Selected passage:
Check out this holiday guide from a large supermarket’s website. They use alliteration and imagery to delight customers and reassure them that they’ve got everything to help them “celebrate in style”. Can you spot any other good food copywriting examples here?
This is one of my favorites and even the word is fun to say – aw-no-ma-toe-pee-ah.
What is onomatopoeia? Essentially, it’s a word that suggests or resembles the sound it describes. A good food copywriter wants to keep in mind the sounds that go along with food. This stylistic device adds auditory imagery.
These could be sounds that the food makes in your mouth, when it’s sliced or chopped, or how it reacts when cooked:
- Sparkling beverages fizz
- Chips crunch with every bite
- Fresh clementines spray their juices
Look at this example. Which one sounds better?
- Extra thick-cut bacon strips (snore)
- Extra-thick bacon strips that sizzle loudly on the pan and crunch delightfully in your mouth (fun and yum!)
Using onomatopoeia helps your customer get closer to imagining how they’ll react to your product because you’re painting a picture that relates to the sound and feeling of the food. Again – that’s imagery there. See, I told you it was important.
Metaphor and Simile
Similes and metaphors are both comparisons between two things. A simile uses like or as, while a metaphor does not. You can use these comparisons to give your customer a better idea of what their lives will be like with your product.
They also contribute to imagery. They don’t have to be only visual images. Think of smell, touch, sound too.

Data provided:
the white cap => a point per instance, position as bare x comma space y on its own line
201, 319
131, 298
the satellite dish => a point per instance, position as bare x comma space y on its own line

Task 1:
Answer these questions using the food copywriting passage:
(a) What sound do sparkling beverages make?
(b) What does a simile use that a metaphor does not?
(c) What kind of imagery does onomatopoeia add?
Task 2: Output the portion of the food copywriting passage starting with "Metaphor and Simile" and going on through "with your product.", word for word.

Result 1:
(a) They fizz.
(b) "Like" or "as."
(c) Auditory imagery.

Result 2:
Metaphor and Simile
Similes and metaphors are both comparisons between two things. A simile uses like or as, while a metaphor does not. You can use these comparisons to give your customer a better idea of what their lives will be like with your product.